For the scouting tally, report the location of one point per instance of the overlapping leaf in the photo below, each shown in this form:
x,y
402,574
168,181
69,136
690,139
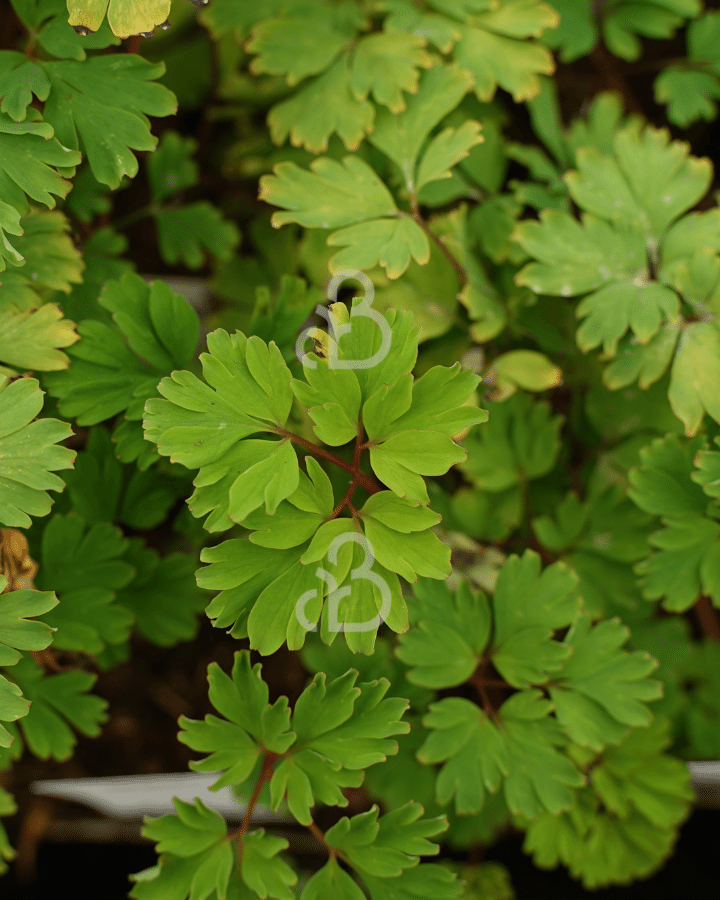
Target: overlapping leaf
x,y
321,754
635,799
30,158
480,756
101,107
83,566
687,563
29,454
690,91
609,686
57,703
520,442
107,374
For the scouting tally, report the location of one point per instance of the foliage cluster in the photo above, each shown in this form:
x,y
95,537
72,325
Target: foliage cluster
x,y
495,472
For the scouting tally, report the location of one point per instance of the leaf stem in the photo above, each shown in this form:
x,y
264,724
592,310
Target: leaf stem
x,y
312,827
707,618
417,217
265,775
360,477
133,217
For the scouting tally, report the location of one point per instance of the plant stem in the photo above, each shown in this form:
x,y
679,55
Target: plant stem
x,y
133,217
417,217
370,485
312,827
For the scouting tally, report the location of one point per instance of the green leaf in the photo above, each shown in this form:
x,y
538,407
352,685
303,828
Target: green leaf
x,y
324,107
261,868
401,459
520,441
161,330
480,756
445,150
28,166
626,819
576,258
171,169
13,706
57,702
51,258
101,106
611,686
330,195
402,136
661,483
687,565
526,369
641,307
694,374
428,881
387,846
16,631
235,743
20,79
648,182
576,34
452,632
82,565
125,18
651,18
30,339
163,596
385,64
332,881
691,94
528,605
389,243
496,49
28,455
103,490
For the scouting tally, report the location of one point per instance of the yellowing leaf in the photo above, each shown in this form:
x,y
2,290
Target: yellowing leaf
x,y
695,376
385,64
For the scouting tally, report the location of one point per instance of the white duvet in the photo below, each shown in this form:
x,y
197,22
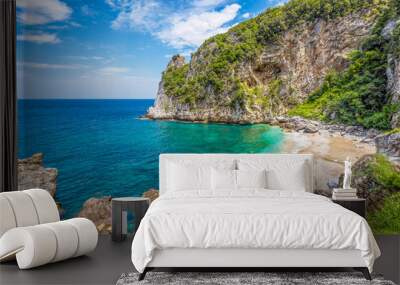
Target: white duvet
x,y
250,219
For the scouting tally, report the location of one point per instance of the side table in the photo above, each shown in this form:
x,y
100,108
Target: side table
x,y
358,205
120,208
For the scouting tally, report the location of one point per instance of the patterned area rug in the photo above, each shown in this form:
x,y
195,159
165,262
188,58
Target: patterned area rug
x,y
269,278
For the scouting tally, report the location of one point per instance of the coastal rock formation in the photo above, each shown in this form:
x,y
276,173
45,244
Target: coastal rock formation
x,y
282,74
98,210
389,144
152,194
375,179
393,69
32,174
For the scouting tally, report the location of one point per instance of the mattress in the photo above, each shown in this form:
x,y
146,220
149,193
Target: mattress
x,y
250,219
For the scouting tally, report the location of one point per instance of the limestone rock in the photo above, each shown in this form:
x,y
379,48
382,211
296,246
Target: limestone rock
x,y
152,194
98,210
389,144
32,174
300,59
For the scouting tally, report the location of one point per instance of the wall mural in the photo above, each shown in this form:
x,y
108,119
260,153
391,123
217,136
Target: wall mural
x,y
106,86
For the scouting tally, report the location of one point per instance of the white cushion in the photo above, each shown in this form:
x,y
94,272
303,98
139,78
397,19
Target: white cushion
x,y
35,244
223,179
251,179
7,218
41,244
282,174
188,177
23,208
44,204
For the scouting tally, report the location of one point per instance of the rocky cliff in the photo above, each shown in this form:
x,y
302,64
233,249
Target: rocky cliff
x,y
32,174
263,67
273,64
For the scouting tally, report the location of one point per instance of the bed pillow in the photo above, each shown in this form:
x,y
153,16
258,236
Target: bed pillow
x,y
251,179
188,177
223,179
282,174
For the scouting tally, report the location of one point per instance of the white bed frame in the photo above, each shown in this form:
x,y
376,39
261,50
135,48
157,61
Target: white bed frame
x,y
250,258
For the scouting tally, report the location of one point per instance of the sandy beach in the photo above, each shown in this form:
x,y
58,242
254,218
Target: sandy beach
x,y
330,151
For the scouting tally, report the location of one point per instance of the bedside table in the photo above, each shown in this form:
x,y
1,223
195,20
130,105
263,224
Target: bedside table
x,y
358,205
120,208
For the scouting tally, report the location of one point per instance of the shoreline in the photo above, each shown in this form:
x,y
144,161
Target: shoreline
x,y
290,124
330,144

************

What is required: Print the records above verbatim, pictures excluded.

Response box:
For the scouting tally, report the location of one point per instance of the overlapping leaf in the photo below, each shown in this form:
x,y
402,574
168,181
69,136
690,139
Target: overlapping leaf
x,y
321,754
635,799
30,158
480,756
101,107
83,566
687,563
29,454
690,91
609,686
57,703
520,442
107,374
For the scouting tally, report the location of one point per instance of the foliage cluster in the photo above, each shown in this form:
x,y
95,537
72,325
Target: foliage cluster
x,y
495,472
For the scouting tally, report the location of one point per instance of the leaf stem in the photo above, each shown in this form:
x,y
264,724
592,310
Target: leaf stem
x,y
312,827
707,618
417,217
265,775
360,477
133,217
For the scouting tally, report the location of one point per instance of the plant stem in the photo above, each shown in this form:
x,y
679,55
Target: plant stem
x,y
133,217
417,217
370,485
312,827
For the scouting tally, report the location of one point per instance of the green leaf in the photo above, each shown in this form:
x,y
538,407
352,685
303,828
Target: green leaf
x,y
324,107
261,868
401,459
520,441
161,330
480,756
445,150
28,166
626,819
576,258
171,169
13,706
57,702
51,258
101,106
611,686
330,195
402,136
661,483
687,565
526,369
641,307
694,374
428,881
387,846
16,631
235,743
20,79
648,182
576,34
452,632
82,565
125,18
651,18
30,339
163,596
385,64
332,881
691,94
528,605
389,243
496,49
28,455
103,490
For the scouting tally, report the location of one point per instance of the yellowing leaf in the photo above, each shown in this form:
x,y
2,290
Target: yellowing leaf
x,y
695,376
385,64
For the scouting tally, report the location of one point per instance of the white duvet in the photo below, each shown in this form:
x,y
197,22
Target: white duvet
x,y
250,219
For the scouting tally, report the location of one point per instance of the side table in the photo above, each shown in this form:
x,y
100,108
Target: side table
x,y
358,205
120,208
For the scouting tally, report the location of one point per instance of the patterned area rug in the photo above, each shown in this form:
x,y
195,159
165,262
188,58
Target: patterned area rug
x,y
269,278
For the scouting tally, report the location of one point per instance of the coastal rock formation in the photo above, each shown in this form:
x,y
276,173
45,244
Target: coastal rock formation
x,y
282,74
98,210
389,144
152,194
375,179
393,69
32,174
For the scouting tally, report the location of one point per instance of the mattress in the photo above, each shown in this form:
x,y
146,220
149,193
Target: mattress
x,y
250,219
For the scouting tally, report the location of one point per instance of the limestone rock in the photo above, each shown in this form:
x,y
379,48
382,211
296,246
Target: limestone rock
x,y
152,194
98,210
389,144
32,174
300,59
For the scouting tally, report the location of one point per instance of the wall mural in the photo above, each shown in this form:
x,y
108,119
260,153
391,123
217,136
Target: wall mural
x,y
106,86
For the scouting tally, report the location of one point per instance of the white cushion in the photo above, each shown in this form:
x,y
94,272
303,98
139,78
397,19
Target: white cushion
x,y
35,244
223,179
251,179
7,218
41,244
282,174
188,177
23,208
44,204
For the scouting tally, report the location of one point per instance of the rocky cliff in the photo above, each shown in this form:
x,y
302,64
233,249
Target: rocky cliff
x,y
32,174
263,67
273,64
For the scouting tally, report the location of one point per instance of the bed pillow in the photo above, each shown in this form:
x,y
153,16
258,236
Target: bed pillow
x,y
251,179
188,177
223,179
282,174
For the scouting tally, report the location of one point per instance of the white bed frame in the photo above, each shown in this form:
x,y
376,39
261,50
135,48
157,61
Target: white bed frame
x,y
250,258
For the scouting tally, report the location of one point per instance of the sandy beach in the photo above, each shown in this form:
x,y
58,242
254,218
Target: sandy beach
x,y
330,151
For the scouting tally, report the location of one point per instance of the bedside table in the photo above, each shown in this form:
x,y
1,223
195,20
130,105
263,224
Target: bedside table
x,y
358,205
120,208
For the scouting tally, report the location of one point per instance of the shoreline in the photo above, each shown in this form:
x,y
144,161
Target: shoreline
x,y
290,124
330,144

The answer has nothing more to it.